_Brief_:
Extract every line in the listing below that contains the word "positive". Case counts.

_Given data_:
════════

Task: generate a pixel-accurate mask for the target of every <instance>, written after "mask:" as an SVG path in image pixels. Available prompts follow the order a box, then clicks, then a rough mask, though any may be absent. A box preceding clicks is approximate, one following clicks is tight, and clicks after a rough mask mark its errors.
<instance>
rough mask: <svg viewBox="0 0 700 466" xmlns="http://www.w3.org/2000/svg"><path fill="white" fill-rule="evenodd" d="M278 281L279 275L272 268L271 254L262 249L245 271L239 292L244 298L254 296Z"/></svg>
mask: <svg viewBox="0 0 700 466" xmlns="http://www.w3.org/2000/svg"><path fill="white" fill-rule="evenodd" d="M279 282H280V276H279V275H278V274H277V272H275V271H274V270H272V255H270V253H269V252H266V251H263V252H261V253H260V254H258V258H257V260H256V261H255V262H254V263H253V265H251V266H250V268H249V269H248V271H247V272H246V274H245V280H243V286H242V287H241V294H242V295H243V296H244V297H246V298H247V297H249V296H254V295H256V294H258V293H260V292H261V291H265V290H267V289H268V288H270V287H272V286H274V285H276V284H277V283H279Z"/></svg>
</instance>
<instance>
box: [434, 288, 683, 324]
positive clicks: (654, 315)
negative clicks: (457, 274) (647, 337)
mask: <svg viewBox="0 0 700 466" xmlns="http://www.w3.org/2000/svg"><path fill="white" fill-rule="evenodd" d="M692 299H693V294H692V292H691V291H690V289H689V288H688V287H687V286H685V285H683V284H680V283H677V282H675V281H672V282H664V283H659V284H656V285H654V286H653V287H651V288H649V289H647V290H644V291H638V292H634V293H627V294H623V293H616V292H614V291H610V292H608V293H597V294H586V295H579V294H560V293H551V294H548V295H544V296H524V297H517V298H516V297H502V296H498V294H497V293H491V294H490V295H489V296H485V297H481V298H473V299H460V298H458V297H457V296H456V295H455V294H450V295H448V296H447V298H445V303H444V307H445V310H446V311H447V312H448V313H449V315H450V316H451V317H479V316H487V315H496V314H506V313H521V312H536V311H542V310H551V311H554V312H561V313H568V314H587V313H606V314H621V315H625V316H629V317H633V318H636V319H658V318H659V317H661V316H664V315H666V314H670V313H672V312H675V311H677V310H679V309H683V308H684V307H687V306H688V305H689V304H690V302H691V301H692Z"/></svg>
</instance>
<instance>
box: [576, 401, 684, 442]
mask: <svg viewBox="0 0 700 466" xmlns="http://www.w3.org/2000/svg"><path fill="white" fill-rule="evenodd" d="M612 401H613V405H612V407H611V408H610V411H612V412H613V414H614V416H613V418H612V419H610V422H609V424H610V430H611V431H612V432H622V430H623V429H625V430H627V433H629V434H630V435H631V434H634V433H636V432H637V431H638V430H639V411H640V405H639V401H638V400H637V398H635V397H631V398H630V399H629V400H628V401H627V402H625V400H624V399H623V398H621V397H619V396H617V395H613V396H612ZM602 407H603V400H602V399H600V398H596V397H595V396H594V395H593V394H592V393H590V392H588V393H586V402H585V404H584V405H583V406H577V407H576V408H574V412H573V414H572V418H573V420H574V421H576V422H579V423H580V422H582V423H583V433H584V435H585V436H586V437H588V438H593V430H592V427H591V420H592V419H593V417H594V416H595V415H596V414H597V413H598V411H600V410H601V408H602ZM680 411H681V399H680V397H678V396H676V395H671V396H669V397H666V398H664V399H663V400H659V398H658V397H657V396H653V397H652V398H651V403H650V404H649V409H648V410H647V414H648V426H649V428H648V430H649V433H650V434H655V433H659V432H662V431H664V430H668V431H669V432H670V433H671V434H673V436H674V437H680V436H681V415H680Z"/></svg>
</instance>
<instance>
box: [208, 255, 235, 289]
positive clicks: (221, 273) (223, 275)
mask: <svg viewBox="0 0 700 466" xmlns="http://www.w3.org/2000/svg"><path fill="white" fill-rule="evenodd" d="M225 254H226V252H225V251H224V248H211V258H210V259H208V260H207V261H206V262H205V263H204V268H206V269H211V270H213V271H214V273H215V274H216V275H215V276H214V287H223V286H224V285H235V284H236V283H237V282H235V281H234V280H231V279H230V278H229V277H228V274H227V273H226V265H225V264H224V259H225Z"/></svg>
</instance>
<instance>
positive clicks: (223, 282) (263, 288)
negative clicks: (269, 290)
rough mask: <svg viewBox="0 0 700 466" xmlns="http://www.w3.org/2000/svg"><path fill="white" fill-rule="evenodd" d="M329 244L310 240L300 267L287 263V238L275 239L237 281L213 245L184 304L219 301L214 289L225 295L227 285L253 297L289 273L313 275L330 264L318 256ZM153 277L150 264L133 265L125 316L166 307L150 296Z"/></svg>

════════

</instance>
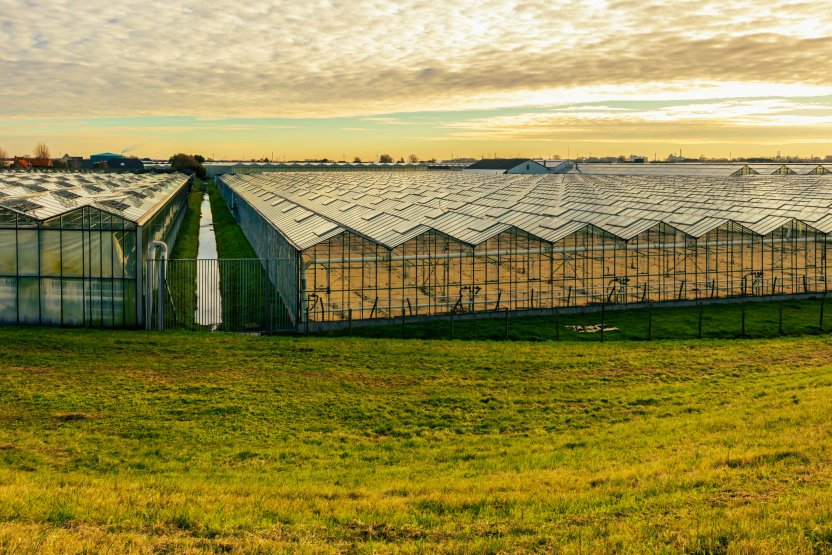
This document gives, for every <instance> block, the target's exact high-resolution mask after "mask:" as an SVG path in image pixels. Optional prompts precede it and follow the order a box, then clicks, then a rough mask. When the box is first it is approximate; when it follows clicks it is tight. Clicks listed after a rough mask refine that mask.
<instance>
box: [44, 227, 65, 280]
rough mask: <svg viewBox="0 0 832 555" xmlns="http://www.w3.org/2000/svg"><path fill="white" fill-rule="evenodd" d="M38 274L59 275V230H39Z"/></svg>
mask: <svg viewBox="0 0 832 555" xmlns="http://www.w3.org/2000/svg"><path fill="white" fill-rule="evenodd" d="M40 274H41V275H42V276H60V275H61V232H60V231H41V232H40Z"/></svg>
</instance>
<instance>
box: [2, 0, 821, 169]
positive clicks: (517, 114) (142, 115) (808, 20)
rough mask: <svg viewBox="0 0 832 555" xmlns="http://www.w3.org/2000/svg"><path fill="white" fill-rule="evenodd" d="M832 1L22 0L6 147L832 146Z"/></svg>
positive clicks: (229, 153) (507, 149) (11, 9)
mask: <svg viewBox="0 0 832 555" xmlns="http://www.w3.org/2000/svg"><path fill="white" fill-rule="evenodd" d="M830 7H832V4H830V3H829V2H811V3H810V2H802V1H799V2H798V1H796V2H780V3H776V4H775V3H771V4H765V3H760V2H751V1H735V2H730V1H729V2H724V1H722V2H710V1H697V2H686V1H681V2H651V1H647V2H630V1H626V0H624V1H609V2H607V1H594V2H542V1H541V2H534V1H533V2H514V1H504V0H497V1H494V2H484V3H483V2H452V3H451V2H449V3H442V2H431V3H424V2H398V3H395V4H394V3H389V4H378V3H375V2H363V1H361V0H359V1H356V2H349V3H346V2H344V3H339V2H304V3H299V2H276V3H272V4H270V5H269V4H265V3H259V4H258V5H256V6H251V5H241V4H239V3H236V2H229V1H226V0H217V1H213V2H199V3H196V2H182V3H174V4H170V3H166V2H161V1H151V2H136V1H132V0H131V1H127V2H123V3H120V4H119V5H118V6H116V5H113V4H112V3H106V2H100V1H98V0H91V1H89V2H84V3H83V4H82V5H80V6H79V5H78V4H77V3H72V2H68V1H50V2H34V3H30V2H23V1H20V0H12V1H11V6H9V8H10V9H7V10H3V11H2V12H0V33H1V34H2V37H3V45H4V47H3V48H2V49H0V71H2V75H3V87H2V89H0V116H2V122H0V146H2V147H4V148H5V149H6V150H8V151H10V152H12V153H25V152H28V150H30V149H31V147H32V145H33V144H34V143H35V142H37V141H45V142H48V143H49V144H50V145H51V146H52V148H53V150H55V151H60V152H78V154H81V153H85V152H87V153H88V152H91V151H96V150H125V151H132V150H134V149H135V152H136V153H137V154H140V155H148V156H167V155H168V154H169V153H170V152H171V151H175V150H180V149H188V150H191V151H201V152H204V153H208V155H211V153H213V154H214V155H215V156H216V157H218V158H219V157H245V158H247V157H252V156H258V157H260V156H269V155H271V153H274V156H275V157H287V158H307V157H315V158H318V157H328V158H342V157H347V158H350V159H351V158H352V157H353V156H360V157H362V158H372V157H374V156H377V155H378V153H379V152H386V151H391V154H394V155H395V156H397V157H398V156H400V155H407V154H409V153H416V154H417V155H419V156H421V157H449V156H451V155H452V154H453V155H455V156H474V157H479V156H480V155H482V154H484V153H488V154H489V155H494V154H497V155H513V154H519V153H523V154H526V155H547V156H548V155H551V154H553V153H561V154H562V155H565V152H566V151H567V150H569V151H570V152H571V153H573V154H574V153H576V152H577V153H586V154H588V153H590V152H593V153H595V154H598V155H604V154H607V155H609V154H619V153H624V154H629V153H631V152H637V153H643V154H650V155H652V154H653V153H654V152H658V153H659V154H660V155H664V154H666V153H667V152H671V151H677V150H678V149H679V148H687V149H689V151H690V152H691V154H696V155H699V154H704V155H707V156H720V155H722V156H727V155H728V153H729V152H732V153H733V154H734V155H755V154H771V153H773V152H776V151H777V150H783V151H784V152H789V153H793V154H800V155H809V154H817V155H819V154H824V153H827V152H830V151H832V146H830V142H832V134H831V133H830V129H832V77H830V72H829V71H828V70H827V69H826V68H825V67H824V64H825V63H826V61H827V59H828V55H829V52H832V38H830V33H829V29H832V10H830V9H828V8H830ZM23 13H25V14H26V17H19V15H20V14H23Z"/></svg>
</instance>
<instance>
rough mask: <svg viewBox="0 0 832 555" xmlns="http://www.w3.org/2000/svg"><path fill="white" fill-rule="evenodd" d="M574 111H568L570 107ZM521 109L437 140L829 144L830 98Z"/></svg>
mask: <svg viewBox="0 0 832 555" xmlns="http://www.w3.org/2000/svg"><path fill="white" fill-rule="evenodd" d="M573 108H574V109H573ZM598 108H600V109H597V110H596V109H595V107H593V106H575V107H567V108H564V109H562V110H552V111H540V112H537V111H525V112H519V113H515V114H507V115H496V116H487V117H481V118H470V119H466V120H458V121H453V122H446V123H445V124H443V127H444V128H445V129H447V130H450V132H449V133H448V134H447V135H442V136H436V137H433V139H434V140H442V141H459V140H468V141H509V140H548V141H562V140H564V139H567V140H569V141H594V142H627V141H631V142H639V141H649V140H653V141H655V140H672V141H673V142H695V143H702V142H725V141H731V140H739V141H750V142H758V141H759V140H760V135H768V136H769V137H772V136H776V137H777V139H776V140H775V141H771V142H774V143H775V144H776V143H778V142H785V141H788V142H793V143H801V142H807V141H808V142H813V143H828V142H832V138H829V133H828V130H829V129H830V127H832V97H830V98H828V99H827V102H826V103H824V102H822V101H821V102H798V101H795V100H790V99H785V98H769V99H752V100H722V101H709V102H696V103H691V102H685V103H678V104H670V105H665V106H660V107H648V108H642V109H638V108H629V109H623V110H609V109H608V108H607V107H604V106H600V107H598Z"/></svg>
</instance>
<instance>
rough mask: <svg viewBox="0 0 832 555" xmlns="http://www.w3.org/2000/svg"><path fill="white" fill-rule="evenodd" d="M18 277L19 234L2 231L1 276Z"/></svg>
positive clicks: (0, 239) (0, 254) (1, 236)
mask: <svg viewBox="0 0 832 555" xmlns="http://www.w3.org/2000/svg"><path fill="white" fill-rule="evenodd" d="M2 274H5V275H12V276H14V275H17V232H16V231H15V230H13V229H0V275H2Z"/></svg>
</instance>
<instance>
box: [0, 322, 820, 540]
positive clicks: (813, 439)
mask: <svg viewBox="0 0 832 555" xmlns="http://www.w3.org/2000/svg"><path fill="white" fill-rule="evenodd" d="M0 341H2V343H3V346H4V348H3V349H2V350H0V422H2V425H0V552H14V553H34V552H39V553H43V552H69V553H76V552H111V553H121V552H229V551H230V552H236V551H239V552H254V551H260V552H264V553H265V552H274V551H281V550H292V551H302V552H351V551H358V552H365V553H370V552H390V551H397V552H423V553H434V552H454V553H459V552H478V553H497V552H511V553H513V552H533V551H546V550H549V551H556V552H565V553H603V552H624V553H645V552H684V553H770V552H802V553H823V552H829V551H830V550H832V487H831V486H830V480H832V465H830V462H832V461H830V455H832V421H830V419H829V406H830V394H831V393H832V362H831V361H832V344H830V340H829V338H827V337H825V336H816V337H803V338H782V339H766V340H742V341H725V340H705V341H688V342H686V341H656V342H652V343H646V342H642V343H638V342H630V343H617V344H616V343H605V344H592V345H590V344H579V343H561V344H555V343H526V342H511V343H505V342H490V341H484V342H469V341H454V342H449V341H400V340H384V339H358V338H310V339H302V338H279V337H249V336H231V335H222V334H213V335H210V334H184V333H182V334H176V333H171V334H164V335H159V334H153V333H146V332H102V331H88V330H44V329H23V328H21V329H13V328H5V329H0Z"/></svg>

════════

_Answer section_:
positive clicks: (654, 315)
positive clicks: (221, 273) (223, 275)
positive clicks: (223, 282) (263, 288)
positive clicks: (517, 114) (142, 115) (808, 20)
positive clicks: (229, 153) (507, 149) (11, 9)
positive clicks: (0, 239) (0, 254) (1, 236)
positive clicks: (813, 439)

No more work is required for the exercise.